Shape labeling records

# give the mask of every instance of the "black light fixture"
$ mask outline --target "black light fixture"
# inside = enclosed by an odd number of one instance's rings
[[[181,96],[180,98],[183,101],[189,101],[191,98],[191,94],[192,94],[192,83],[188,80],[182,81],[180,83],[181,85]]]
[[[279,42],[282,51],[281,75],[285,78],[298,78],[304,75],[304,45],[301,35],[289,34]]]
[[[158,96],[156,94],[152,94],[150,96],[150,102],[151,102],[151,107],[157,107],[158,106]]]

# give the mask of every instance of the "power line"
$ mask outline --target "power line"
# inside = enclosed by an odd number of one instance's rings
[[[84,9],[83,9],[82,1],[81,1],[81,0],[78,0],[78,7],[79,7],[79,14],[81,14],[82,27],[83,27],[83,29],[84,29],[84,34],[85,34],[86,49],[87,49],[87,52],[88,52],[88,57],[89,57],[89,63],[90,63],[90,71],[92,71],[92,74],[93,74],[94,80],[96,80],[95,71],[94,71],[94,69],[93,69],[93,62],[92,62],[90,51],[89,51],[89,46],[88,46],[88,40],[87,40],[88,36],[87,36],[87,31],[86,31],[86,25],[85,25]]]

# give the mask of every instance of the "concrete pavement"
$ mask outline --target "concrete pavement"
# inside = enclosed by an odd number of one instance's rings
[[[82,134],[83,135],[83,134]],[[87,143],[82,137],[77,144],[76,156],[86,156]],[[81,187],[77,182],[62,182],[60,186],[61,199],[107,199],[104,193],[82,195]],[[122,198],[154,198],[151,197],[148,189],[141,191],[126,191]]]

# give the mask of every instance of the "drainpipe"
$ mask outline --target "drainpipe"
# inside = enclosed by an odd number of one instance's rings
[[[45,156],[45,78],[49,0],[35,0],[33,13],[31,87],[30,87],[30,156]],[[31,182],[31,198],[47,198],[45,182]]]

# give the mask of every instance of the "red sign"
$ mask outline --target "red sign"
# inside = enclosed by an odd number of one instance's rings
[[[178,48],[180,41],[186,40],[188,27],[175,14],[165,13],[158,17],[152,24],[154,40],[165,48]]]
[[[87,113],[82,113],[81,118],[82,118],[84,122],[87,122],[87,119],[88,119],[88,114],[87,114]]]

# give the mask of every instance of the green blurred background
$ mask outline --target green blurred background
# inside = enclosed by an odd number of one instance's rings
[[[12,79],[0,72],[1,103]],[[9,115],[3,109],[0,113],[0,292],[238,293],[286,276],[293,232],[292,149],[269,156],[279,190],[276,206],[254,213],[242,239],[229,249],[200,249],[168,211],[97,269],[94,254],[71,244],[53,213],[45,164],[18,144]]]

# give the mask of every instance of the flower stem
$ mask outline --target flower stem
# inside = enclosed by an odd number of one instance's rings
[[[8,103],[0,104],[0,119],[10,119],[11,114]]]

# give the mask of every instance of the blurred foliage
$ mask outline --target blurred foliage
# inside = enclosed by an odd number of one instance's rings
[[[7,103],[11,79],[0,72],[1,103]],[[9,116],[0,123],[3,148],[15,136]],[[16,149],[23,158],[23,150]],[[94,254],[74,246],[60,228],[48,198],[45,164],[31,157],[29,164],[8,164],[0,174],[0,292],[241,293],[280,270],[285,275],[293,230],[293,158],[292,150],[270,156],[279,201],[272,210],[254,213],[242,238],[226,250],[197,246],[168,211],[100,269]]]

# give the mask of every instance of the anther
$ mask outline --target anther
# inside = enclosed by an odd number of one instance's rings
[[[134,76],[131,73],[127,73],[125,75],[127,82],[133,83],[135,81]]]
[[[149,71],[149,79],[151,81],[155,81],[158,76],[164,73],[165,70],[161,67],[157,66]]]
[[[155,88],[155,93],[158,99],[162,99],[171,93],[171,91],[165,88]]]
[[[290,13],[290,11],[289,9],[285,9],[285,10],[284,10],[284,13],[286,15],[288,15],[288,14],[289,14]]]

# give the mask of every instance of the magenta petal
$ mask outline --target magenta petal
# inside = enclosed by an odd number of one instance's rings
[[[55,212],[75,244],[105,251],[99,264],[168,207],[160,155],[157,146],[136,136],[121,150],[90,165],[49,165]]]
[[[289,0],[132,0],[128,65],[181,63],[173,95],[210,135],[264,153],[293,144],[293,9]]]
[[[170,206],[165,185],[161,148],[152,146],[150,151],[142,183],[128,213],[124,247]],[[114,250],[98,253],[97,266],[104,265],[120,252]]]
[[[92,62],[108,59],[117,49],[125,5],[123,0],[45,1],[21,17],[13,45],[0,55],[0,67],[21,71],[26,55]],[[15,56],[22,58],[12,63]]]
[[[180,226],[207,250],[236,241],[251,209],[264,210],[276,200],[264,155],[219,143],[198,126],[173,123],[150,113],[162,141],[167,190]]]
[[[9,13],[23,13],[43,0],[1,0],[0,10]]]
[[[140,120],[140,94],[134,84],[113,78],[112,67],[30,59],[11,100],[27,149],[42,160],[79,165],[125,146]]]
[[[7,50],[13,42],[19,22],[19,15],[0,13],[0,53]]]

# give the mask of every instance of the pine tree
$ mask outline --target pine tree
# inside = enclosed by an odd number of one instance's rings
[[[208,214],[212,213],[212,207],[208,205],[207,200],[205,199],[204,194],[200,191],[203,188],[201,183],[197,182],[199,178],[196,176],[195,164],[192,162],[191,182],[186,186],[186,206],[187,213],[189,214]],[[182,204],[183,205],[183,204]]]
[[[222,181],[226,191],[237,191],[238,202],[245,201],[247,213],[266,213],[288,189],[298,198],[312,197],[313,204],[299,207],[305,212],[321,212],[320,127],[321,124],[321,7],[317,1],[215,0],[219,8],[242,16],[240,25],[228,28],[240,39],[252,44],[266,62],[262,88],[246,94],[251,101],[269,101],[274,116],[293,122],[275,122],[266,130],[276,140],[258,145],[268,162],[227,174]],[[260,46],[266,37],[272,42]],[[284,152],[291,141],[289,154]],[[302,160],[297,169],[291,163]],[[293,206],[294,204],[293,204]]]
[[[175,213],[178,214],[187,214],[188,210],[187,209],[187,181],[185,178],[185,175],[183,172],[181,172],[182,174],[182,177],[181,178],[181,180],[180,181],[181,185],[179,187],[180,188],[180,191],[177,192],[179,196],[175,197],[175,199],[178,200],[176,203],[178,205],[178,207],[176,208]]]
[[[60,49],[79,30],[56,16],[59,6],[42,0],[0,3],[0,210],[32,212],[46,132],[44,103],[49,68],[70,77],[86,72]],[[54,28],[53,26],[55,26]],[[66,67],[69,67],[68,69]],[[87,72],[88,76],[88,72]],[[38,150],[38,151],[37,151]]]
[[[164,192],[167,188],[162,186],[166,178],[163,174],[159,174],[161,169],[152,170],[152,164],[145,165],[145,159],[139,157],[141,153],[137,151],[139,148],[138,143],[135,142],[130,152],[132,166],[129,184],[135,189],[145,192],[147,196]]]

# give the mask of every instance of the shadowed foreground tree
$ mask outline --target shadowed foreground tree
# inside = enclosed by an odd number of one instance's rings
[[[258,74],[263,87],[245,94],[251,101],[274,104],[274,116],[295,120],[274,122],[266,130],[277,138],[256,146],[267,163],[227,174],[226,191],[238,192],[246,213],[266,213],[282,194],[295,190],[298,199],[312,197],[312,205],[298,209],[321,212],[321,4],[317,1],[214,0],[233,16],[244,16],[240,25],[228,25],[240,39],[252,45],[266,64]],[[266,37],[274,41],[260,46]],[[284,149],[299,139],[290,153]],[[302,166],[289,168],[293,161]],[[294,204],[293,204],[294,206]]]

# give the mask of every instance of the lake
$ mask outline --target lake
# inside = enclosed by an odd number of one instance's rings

*SHORT EXERCISE:*
Rewrite the records above, replacing every occurrence of "enclosed" with "surrounded" and leaving everything else unchanged.

*SOLUTION:*
# give the mask of every instance of the "black light fixture"
$ mask outline --target "black light fixture"
# inside = surrounded by an odd number of one instance's rings
[[[181,96],[180,98],[183,101],[189,101],[191,98],[191,94],[192,94],[192,83],[188,80],[182,81],[180,83],[181,85]]]
[[[279,42],[282,51],[281,75],[285,78],[298,78],[304,75],[304,45],[301,35],[289,34]]]
[[[158,96],[156,94],[152,94],[150,96],[150,102],[151,102],[151,107],[157,107],[158,106]]]

# give the mask of every instance of the "power line"
$ mask outline --target "power line"
# inside = surrounded by an odd number of one instance's rings
[[[84,9],[83,9],[82,1],[81,1],[81,0],[78,0],[78,7],[79,7],[79,14],[81,14],[82,27],[83,27],[83,29],[84,29],[84,34],[85,34],[86,49],[87,49],[87,52],[88,52],[88,57],[89,57],[89,63],[90,63],[90,71],[92,71],[92,74],[93,74],[94,80],[96,80],[95,71],[94,71],[94,69],[93,69],[93,62],[92,62],[90,51],[89,51],[89,46],[88,46],[88,40],[87,40],[88,36],[87,36],[87,31],[86,31],[86,25],[85,25]]]

# give the mask of every instance of the "concrete pavement"
$ mask outline --target "concrete pavement"
# inside = surrounded by an odd number of one instance's rings
[[[82,134],[83,135],[83,134]],[[87,143],[82,137],[77,144],[76,156],[86,156]],[[81,187],[77,182],[62,182],[60,186],[61,199],[107,199],[104,193],[82,195]],[[122,198],[154,198],[151,197],[148,189],[141,191],[126,191]]]

# give the mask of every instance of the "drainpipe"
$ mask outline --target "drainpipe"
# inside = surrounded by an odd number of one instance's rings
[[[45,156],[45,78],[49,0],[35,0],[33,13],[31,87],[30,87],[30,156]],[[31,182],[31,198],[47,198],[45,182]]]

# give the mask of every instance of the "red sign"
$ mask outline --target "red sign"
# inside = surrounded by an odd number of one instance's rings
[[[178,48],[180,41],[186,40],[188,27],[175,14],[165,13],[158,17],[152,24],[154,40],[165,48]]]
[[[87,113],[82,113],[81,118],[82,118],[84,122],[87,122],[87,119],[88,119],[88,114],[87,114]]]

# give the mask of every instance of the green blurred background
$ mask outline --target green blurred background
# inside = surrounded by an odd number of one instance's rings
[[[12,79],[0,72],[1,103]],[[9,115],[3,109],[0,113],[0,292],[238,293],[286,276],[293,232],[292,149],[269,156],[279,190],[276,206],[254,213],[242,239],[229,249],[200,249],[168,211],[97,269],[94,254],[71,244],[53,213],[45,164],[18,144]]]

# give the mask of every instance of the flower stem
$ mask outline --target flower stem
# inside = surrounded by an odd number of one instance's rings
[[[8,103],[0,104],[0,119],[10,119],[11,114]]]

# give the mask of every instance of the blurred foliage
$ mask outline --target blurred foliage
# inside = surrounded by an odd number of one instance's rings
[[[7,103],[11,79],[0,72],[1,103]],[[9,116],[0,123],[3,148],[15,136]],[[16,149],[23,158],[23,150]],[[94,254],[74,246],[60,228],[48,198],[45,164],[31,157],[29,164],[8,164],[0,174],[0,292],[241,293],[280,270],[285,275],[293,230],[293,158],[292,150],[270,156],[279,201],[272,210],[254,213],[242,238],[226,250],[197,246],[168,211],[100,269]]]

# give the mask of every instance of the anther
$ mask outline --target anther
# inside = surrounded by an odd number of one instance's rings
[[[134,76],[131,73],[127,73],[125,75],[127,82],[133,83],[135,81]]]
[[[149,71],[149,79],[151,81],[155,81],[158,76],[164,73],[165,70],[161,67],[157,66]]]
[[[155,88],[155,93],[158,99],[162,99],[171,93],[171,91],[165,88]]]
[[[290,13],[290,11],[289,9],[285,9],[285,10],[284,10],[284,13],[286,15],[288,15],[288,14],[289,14]]]

# give the mask of every instance of the magenta petal
$ mask outline --target magenta petal
# inside = surrounded by an odd number of one instance's rings
[[[55,212],[75,244],[105,251],[99,264],[168,207],[160,155],[157,146],[136,136],[121,150],[90,165],[49,165]]]
[[[289,0],[132,0],[128,65],[181,63],[173,95],[210,135],[264,153],[293,144],[293,9]]]
[[[170,206],[165,185],[161,148],[152,146],[150,151],[142,183],[128,213],[124,247]],[[114,250],[98,253],[97,266],[104,265],[120,252]]]
[[[92,62],[108,59],[117,49],[125,5],[123,0],[45,1],[21,17],[13,45],[0,55],[0,67],[21,71],[26,55]],[[15,56],[22,58],[12,63]]]
[[[180,226],[207,250],[236,241],[251,209],[264,210],[276,200],[264,155],[219,143],[198,126],[173,123],[150,113],[162,141],[167,190]]]
[[[9,13],[23,13],[43,0],[1,0],[0,10]]]
[[[140,120],[140,94],[134,84],[113,78],[112,67],[30,59],[11,100],[27,149],[42,160],[79,165],[125,146]]]
[[[7,50],[13,42],[19,22],[19,15],[0,13],[0,53]]]

# give the mask of every instance of the pine tree
$ mask outline --target pine tree
# inside = surrounded by an odd number of one instance's rings
[[[208,214],[212,213],[212,207],[208,205],[207,200],[205,199],[204,194],[200,191],[203,188],[201,183],[197,182],[199,178],[196,176],[195,164],[192,162],[191,182],[186,186],[186,206],[187,213],[189,214]],[[182,204],[183,205],[183,204]]]
[[[222,181],[226,191],[237,191],[238,202],[245,201],[247,213],[266,213],[288,189],[298,198],[312,197],[313,204],[299,207],[305,212],[321,212],[320,127],[321,124],[321,7],[317,1],[215,0],[219,8],[242,16],[240,25],[228,28],[240,39],[252,44],[266,62],[262,88],[246,94],[251,101],[269,101],[274,116],[293,122],[275,122],[266,130],[276,140],[258,145],[268,162],[227,174]],[[260,46],[266,37],[272,42]],[[284,152],[291,141],[289,154]],[[302,160],[297,169],[291,163]],[[293,206],[294,204],[293,204]]]
[[[175,213],[178,214],[187,214],[188,210],[187,209],[187,181],[185,178],[185,175],[183,172],[181,172],[182,174],[182,177],[181,178],[181,180],[180,181],[181,185],[179,187],[180,188],[180,191],[177,192],[179,196],[175,197],[175,199],[178,200],[176,203],[178,205],[178,207],[176,208]]]
[[[60,49],[79,30],[56,16],[59,6],[42,0],[0,3],[0,210],[32,212],[46,132],[44,103],[49,68],[70,77],[86,72]],[[54,28],[53,26],[55,26]],[[66,67],[69,67],[68,69]],[[87,72],[88,76],[88,72]],[[38,150],[38,151],[37,151]]]
[[[164,192],[167,188],[162,186],[166,178],[163,174],[159,174],[161,169],[152,170],[152,164],[145,165],[145,159],[139,157],[141,153],[137,151],[139,148],[138,143],[135,142],[130,152],[132,166],[129,184],[135,189],[145,192],[147,196]]]

# give the mask of every instance of the shadowed foreground tree
$ mask outline --target shadowed foreground tree
# inside = surrounded by an odd number of one instance's rings
[[[258,74],[263,87],[245,94],[251,101],[274,104],[274,116],[295,120],[274,122],[266,130],[277,138],[256,146],[267,163],[227,174],[226,191],[238,192],[246,213],[266,213],[282,194],[295,190],[298,199],[312,197],[312,205],[298,209],[321,212],[321,4],[317,1],[214,0],[233,16],[244,16],[240,25],[228,25],[240,39],[252,45],[266,64]],[[266,37],[274,41],[260,46]],[[284,149],[299,139],[290,153]],[[302,166],[289,168],[293,161]],[[294,204],[293,204],[294,206]]]

# give the mask of every instance of the lake
$ mask outline --target lake
# inside = surrounded by an odd number of one instance's rings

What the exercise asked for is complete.